== Available records
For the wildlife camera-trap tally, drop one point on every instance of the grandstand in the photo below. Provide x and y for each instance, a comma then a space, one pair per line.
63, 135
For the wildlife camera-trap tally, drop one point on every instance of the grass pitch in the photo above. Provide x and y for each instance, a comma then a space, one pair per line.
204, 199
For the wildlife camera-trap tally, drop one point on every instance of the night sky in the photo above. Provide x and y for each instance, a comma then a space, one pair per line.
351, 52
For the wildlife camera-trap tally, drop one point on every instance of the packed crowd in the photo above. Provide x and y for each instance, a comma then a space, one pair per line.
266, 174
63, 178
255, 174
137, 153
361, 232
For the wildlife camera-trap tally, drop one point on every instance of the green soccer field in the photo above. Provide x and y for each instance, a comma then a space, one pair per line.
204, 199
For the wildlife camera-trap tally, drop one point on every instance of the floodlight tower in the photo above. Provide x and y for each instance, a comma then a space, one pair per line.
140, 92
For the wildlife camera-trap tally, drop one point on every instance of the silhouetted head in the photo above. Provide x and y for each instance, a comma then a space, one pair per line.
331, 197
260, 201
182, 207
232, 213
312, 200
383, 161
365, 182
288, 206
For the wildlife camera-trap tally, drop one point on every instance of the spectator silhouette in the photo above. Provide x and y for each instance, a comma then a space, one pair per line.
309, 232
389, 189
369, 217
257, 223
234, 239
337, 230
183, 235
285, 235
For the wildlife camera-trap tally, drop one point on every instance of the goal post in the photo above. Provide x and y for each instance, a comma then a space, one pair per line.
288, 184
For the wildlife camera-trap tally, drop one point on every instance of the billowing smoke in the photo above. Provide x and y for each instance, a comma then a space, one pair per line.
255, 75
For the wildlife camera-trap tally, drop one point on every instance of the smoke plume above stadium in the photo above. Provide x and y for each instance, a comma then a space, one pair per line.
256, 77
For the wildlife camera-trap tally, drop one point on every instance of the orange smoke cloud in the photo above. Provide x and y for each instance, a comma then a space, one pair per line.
====
## Problem to work on
Each entry in the data must be copied exactly.

## Answer to this exercise
For the wildlife camera-trap tally, drop one point on every instance of the grandstand in the photo below. Provide x and y for each instance, a comma then a space, one pair per line.
63, 135
For the wildlife camera-trap tally, drop one point on every instance of the grass pitch in the photo above. Provide x and y for each instance, a comma then a space, one pair per line.
204, 199
For the wildlife camera-trap tally, drop one point on every instance of the night sky in the photo above. Provide x and y for each instance, a comma then a space, one pair per line.
351, 52
For the wildlife camera-trap tally, drop one point on every instance of the packed crowd in the photo above. Provide x and y for each instance, a comma then a space, one pair per line.
266, 174
63, 178
255, 174
137, 153
361, 232
For the wildlife camera-trap tally, drop one point on every instance of the green soccer field in the photo above. Provide x and y for each instance, a comma then a space, one pair per line.
204, 199
For the wildlife camera-trap tally, drop one point on every instance of the floodlight tower in the photo above. Provide x and y for each instance, a comma then a space, one pair per line.
140, 92
For the wildlife camera-trap tally, drop one point on every instance of the silhouetted head in the photo above. Provide x and y for each instance, a comma then a space, one pair per line.
331, 197
260, 201
182, 207
232, 213
312, 200
383, 161
365, 182
288, 206
For the wildlife camera-trap tally, drop one point on every instance of the spectator silhouette in the photo above. Provide x and y for each instance, a comma then a space, one pair per line.
309, 232
389, 189
369, 217
257, 223
234, 239
337, 230
183, 235
285, 235
For the wildlife camera-trap tally, drop one point on every instance of the goal post in the photo above. Provide x and y for each instance, a comma then a space, one pair per line.
288, 184
For the wildlife camera-trap tally, drop one point on every instance of the billowing smoke in the photo above. Provide x and y for each instance, a comma then a space, one pair per line.
255, 75
For the wildlife camera-trap tally, drop one point on every instance of the smoke plume above stadium in the photo above. Provide x and y for each instance, a comma then a space, one pair per line.
256, 77
For the wildlife camera-trap tally, drop one point on every instance of the orange smoke cloud in the photo above. Provide x and y for each instance, a comma then a space, one pair per line.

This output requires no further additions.